The month ticks by in weekly trips down the motorway for Winston’s hydrotherapy.  I watch golden fields become stubble as the wheat is harvested.  I see fields scattered with cylinders of hay and bale towers.  Barns fill as the hay is gathered, until they bulge with gold.  Then the ploughing begins and the fields turn umber.  I see the season changing in the cycle of the crops and you would think that would bring me closer to the land, but instead, I feel a detachment from it.  It is all behind glass, without the smells, the air, the sensation of my feet on the earth.

How easy it is to become detached from the environment.  Our usual walks are out of bounds, too far for Winston to manage at the moment, so we make do with the small park at the end of the road.  But I fight against the restriction and that pulls me away from the earth.  It’s been more than two months since we last visited the dene.  I see it from the bus, watch a rabbit, two crows and a young  gull grazing on the grass.  I gaze into the landscape through glass and see blackberry jewels and the flame of rowan berries.  I watch baby gulls on the roof opposite my office fledge from balls of fluff to fat, hunched chicks.  Place is something I often come back to: the way we meet it, the way we settle into it, the way it welcomes us – or not.  I’m still here, still passing through the same landscape, yet I’m outside of it.

When I feel the first chill of autumn I know that it’s time to find that connection again.  I go to the sundial because it offers a panorama of my world.  The morning broods.  Deep grey sky in the north, charcoal clouds over the distant Penshaw monument.  Storm-light.  Up here the sky is big and the land small.  The sea is a stripe of watercolour along the horizon.  Pylons are tiny cages scarring the sky.  There are five ships at anchor in the distance and wind turbines turn slowly.  I see a cloud of rooks skimming stubbly corn fields in the east.  Watch the metro weave across the landscape like a toy train.  It is a world in miniature.  I distance myself from the land below to find my way back into it, to feel myself cradled by something timeless.
########################################
What you will do:
**a.** Summarize the landscape passage in two sentences.
**b.** Answer these questions using the landscape passage, each on its own line:
(i) What are the weekly trips down the motorway for?
(ii) How long has it been since the last visit to the dene?
(iii) How many ships are at anchor in the distance when seen from the sundial?
The records that come next are separate material and are unrelated to the landscape passage.
########################################
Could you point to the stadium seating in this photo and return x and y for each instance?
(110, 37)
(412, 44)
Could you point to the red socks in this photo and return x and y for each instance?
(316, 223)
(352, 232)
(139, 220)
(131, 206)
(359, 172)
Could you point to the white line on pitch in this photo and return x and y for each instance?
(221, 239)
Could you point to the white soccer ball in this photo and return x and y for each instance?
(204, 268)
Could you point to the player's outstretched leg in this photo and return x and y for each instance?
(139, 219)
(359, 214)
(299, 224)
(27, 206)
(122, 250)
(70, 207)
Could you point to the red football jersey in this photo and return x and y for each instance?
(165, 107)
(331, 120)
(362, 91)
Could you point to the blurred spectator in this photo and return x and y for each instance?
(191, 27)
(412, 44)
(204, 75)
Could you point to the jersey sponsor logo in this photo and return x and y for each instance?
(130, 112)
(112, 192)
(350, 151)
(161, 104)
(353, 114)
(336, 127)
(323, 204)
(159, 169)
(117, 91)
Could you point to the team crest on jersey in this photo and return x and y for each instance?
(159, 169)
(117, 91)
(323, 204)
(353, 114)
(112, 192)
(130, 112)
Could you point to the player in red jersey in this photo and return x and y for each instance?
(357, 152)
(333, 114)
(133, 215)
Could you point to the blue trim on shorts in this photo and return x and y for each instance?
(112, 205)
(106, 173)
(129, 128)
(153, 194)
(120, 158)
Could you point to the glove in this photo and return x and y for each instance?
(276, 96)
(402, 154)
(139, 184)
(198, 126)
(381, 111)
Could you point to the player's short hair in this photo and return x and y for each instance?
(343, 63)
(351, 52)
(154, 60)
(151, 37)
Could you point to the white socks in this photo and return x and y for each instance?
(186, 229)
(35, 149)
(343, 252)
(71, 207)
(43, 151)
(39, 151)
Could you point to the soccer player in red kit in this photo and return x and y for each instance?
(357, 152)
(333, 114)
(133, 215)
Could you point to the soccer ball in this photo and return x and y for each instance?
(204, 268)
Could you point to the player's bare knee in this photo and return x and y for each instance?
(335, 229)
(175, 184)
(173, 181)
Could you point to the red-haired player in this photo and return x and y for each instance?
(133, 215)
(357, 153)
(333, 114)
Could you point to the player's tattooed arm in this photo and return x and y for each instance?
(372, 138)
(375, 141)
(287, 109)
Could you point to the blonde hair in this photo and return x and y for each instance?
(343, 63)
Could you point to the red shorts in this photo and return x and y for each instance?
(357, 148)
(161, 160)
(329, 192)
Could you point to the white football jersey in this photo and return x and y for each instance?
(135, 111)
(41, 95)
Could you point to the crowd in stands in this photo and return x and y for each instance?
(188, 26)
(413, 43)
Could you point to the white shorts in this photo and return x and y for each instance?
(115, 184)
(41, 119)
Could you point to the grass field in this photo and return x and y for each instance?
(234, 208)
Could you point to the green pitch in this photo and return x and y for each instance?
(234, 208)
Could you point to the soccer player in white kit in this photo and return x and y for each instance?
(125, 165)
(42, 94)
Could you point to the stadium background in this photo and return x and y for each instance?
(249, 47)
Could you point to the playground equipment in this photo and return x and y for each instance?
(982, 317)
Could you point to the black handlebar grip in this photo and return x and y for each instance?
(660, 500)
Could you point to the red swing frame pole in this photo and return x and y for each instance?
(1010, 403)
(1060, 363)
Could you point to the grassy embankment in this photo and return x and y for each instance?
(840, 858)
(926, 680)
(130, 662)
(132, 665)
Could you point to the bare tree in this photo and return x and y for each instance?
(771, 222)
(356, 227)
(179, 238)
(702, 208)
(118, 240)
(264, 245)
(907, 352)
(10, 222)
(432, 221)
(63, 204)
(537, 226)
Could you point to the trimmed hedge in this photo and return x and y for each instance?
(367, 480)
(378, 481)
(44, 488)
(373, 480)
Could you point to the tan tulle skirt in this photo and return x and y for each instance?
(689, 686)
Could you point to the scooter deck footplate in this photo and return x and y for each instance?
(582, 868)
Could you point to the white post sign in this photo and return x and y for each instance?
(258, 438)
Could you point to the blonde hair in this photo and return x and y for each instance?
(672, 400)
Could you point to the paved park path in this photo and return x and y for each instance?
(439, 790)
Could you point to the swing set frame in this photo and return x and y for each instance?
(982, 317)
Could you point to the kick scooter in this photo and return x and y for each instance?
########################################
Answers to each task:
**a.** On weekly motorway trips for Winston's hydrotherapy, the narrator watches the fields change through harvest and ploughing but feels detached from the land, seeing it only through glass. With the first chill of autumn, the narrator goes to the sundial, where the panorama of a world in miniature offers a way back into the land.

**b.**
(i) Winston's hydrotherapy
(ii) More than two months
(iii) Five